• Supplied text:
Catstye Cam via the North West Ridge

4th May 2013

Today is my Birthday, the day I turn 39 & get ever closer to that dreaded 40 But what’s all the fuss about? I’m probably fitter now than I was when I was in my 20’s (who you kidding) well you know what I mean.

Around two weeks ago during a wet spell I undertook around five A4  size pages full of new routes & walks that I’d either read about, forgotten about or were just plain new to me the day I penned them.

On page 4/5 I’d carefully hand written this route, Catstye Cam via the north west ridge with a descent via Striding Edge & a further descent via Birkhouse Moor north ridge, in all, a four or five hour round trip tops, then back in time for Birthday celebrations.

Although my intended route never came off, I still managed to partake on one of thee finest ascents that Lakeland has to offer, it’s just a pity I didn’t get to see it! (more on that in a little while)


Wainwright Guidebook

The Eastern Fells

-Catstye Cam; The North West Ridge:

Walkers with red blood in their veins should give their attention to the north west ridge. This looks formidable (from White Side it looks imposable) but is actually an easy uphill walk without any difficulty other than steepness. The finish is delightful, the cairn remaining hidden until the last moment. The best approach to the ridge is by the bridle path as far as the dam; cross the beck here and slant along a natural terrace to the base of the ridge.


Ascent: 3,678 Feet, 1,121 Metres
Wainwrights: 6, Catstye Cam – Helvellyn – White Side – Raise – Sheffield Pike – Glenridding Dodd
Weather: Low Cloud & Drizzle to Start, Turning Bright & Sunny, Highs Of 14°C Lows Of 6°C
Parking: Parking Spaces, Stybarrow Crag, Ullswater (F.O.C)

• Required task a: Return the lines of the listing from the line containing "instance of bed." through the final line of the listing, both ends included, reproducing them verbatim.
The walk account above and the listing that follows are unrelated material.

• Excerpted data:

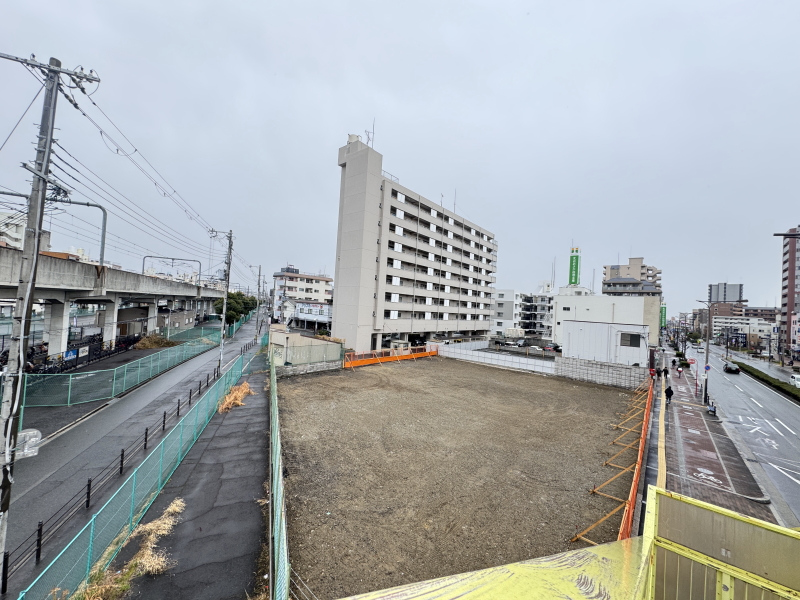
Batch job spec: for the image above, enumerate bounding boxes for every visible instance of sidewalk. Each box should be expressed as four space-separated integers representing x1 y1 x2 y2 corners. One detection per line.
656 353 777 523
122 372 269 600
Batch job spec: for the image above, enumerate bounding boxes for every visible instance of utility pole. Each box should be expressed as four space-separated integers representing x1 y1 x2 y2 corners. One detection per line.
219 230 233 371
256 265 261 337
0 54 99 554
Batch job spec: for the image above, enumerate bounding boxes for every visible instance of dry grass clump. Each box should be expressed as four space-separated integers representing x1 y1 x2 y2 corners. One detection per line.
133 333 178 350
217 381 255 414
67 498 186 600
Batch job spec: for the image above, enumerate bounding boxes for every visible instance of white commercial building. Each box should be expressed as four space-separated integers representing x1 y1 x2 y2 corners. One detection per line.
561 321 650 367
553 286 661 346
333 135 497 351
492 290 523 337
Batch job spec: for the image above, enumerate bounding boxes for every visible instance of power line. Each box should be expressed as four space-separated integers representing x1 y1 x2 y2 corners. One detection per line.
59 86 212 232
0 83 44 152
54 146 220 252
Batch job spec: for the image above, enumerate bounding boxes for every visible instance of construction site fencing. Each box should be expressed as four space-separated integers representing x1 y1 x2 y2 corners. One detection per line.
19 355 245 600
344 344 438 369
439 341 555 375
20 328 220 426
284 342 344 365
269 360 291 600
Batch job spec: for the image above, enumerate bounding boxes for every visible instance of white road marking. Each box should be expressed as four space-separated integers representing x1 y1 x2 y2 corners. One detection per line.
764 419 786 437
775 417 797 435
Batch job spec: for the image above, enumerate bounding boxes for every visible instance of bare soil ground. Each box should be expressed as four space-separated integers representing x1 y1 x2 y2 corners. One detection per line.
278 359 630 600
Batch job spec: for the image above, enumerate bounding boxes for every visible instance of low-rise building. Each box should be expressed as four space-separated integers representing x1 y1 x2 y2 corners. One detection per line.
492 290 523 335
603 258 661 297
270 265 333 323
744 306 781 323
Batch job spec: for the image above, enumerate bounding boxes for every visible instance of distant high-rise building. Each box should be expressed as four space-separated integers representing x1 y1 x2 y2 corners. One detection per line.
780 225 800 352
708 283 744 302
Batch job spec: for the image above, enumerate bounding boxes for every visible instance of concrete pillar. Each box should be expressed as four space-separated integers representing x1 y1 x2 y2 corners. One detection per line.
42 303 69 355
102 298 119 343
147 302 158 334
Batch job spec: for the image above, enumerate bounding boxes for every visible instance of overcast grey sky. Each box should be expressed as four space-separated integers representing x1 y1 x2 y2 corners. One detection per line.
0 0 800 315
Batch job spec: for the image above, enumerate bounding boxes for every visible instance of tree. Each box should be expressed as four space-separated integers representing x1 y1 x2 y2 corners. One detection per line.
214 292 258 325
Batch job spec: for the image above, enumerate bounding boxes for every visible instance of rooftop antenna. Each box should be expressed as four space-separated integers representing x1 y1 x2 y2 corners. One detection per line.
364 118 375 148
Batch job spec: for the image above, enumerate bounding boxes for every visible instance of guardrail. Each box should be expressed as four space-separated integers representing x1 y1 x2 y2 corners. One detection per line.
19 355 244 600
269 360 291 600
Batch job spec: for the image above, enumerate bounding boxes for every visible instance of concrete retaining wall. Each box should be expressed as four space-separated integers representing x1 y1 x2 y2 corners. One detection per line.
439 341 649 389
555 356 650 390
275 360 342 378
439 341 555 375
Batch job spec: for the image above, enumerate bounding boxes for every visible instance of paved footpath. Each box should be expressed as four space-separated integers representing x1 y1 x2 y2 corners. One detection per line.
122 361 269 600
6 318 256 598
659 354 778 523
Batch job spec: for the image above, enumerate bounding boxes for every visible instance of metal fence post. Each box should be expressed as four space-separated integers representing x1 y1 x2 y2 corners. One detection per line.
84 514 97 581
158 438 166 491
178 419 186 462
128 467 139 532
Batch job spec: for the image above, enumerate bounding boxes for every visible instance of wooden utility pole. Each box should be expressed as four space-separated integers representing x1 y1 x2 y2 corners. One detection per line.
0 54 100 555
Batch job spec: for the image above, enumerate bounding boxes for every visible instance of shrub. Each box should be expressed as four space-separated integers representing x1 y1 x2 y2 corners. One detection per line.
731 360 800 400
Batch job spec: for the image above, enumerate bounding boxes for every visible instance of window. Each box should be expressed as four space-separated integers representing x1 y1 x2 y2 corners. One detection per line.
619 333 642 348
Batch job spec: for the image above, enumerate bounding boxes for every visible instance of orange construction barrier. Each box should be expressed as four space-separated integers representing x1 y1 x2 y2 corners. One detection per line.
617 379 648 540
344 344 439 369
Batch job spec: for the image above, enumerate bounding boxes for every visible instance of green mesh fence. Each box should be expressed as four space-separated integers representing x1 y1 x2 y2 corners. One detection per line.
225 310 256 337
19 356 244 600
20 327 220 426
269 361 290 600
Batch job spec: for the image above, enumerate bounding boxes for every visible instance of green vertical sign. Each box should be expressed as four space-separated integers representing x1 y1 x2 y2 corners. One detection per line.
569 248 581 285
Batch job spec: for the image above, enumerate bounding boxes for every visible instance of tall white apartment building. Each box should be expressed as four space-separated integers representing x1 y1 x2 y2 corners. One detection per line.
332 135 497 352
491 290 524 335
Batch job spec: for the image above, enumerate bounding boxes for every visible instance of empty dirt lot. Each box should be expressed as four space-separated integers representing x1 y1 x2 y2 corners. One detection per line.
278 359 630 600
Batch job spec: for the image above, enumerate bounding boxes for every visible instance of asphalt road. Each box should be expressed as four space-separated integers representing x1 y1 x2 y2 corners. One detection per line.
687 346 800 527
7 319 266 597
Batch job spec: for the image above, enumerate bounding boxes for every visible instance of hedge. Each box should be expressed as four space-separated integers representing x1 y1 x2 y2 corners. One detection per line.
731 360 800 401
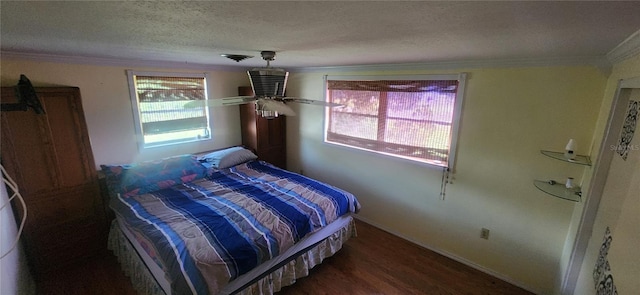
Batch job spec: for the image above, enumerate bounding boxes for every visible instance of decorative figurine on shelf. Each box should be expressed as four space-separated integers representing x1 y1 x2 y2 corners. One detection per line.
564 177 573 189
564 138 576 161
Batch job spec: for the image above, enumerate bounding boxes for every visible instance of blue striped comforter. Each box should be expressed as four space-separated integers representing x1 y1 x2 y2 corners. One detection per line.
111 161 360 294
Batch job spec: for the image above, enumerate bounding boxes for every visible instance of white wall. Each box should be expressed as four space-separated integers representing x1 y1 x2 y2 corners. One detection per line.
0 171 35 295
0 59 249 166
287 66 606 294
574 54 640 295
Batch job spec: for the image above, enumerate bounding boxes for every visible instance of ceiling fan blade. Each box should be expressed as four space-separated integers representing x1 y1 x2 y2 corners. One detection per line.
219 96 256 106
258 99 296 116
184 96 256 109
283 97 344 107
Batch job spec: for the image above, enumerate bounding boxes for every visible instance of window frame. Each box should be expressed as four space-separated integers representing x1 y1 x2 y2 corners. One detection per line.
323 73 467 171
126 70 213 150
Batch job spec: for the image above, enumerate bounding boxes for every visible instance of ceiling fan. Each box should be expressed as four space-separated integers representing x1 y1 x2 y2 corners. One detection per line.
189 51 342 119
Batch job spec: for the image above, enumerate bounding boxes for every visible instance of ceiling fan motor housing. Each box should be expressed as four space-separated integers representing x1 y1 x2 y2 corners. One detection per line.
247 68 289 97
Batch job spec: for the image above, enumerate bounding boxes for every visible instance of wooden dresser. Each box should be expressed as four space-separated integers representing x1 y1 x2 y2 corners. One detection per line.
238 86 287 169
0 87 107 280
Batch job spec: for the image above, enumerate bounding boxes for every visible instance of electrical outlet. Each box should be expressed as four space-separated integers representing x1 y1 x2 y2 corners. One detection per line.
480 228 489 240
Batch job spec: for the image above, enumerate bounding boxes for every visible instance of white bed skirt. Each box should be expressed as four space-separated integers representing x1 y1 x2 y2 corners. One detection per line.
108 216 356 295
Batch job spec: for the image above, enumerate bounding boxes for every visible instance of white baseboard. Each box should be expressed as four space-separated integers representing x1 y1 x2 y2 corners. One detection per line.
353 214 541 294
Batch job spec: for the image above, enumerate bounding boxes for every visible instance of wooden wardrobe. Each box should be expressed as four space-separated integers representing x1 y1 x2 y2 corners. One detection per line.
0 87 107 280
238 86 287 169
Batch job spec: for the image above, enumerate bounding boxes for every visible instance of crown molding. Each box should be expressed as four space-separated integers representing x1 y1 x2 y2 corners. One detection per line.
607 30 640 64
0 51 247 72
0 50 616 73
288 56 611 72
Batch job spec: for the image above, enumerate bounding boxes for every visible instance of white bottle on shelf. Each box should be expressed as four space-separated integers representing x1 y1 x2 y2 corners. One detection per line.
564 138 576 160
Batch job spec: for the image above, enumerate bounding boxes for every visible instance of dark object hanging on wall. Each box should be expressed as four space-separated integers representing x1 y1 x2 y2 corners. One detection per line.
1 75 44 114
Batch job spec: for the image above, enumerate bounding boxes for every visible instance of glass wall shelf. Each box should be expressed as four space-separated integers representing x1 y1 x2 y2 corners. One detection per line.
540 150 591 166
533 180 582 202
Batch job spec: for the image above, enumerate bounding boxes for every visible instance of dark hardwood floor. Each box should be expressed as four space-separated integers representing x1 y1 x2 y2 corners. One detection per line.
38 221 532 295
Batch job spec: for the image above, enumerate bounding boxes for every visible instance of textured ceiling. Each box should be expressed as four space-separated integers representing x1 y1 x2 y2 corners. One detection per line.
0 1 640 68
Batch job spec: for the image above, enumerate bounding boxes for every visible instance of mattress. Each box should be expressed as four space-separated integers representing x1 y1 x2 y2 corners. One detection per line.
109 215 356 295
110 161 360 294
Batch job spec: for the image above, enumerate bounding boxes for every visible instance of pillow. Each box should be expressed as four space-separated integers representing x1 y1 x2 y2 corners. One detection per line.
200 146 258 169
100 155 207 196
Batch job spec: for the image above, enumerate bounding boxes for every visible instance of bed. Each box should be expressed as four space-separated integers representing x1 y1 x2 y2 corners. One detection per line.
101 147 360 294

• Required task b: Using the Catstye Cam walk account, decide whether each statement agrees with it. For each, answer yes or no and quote the deciding words. (i) The writer turns 39 on the day of the walk. (ii) The Wainwright guidebook says the north west ridge has no difficulty except steepness. (iii) The parking was at Glenridding Dodd.

• Finished answer a:
Batch job spec: for the image above, enumerate bounding boxes for every visible instance of bed. Each box should be expressed as four space-separated integers representing x1 y1 x2 y2 corners. One detection per line.
101 147 360 294

• Finished answer b:
(i) Yes: "Today is my Birthday, the day I turn 39"
(ii) Yes: "an easy uphill walk without any difficulty other than steepness"
(iii) No: "Parking Spaces, Stybarrow Crag, Ullswater (F.O.C)"